#### Data section

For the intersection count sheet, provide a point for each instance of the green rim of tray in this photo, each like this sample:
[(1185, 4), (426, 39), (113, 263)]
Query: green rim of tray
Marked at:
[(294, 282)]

########

Exercise
All the data must be duplicated exactly, with nothing added or removed.

Final result
For the intersection count sheet, provide a point for each instance of the green rim of tray in this photo, each like this sample:
[(1185, 4), (426, 39), (113, 263)]
Query: green rim of tray
Marked at:
[(294, 282)]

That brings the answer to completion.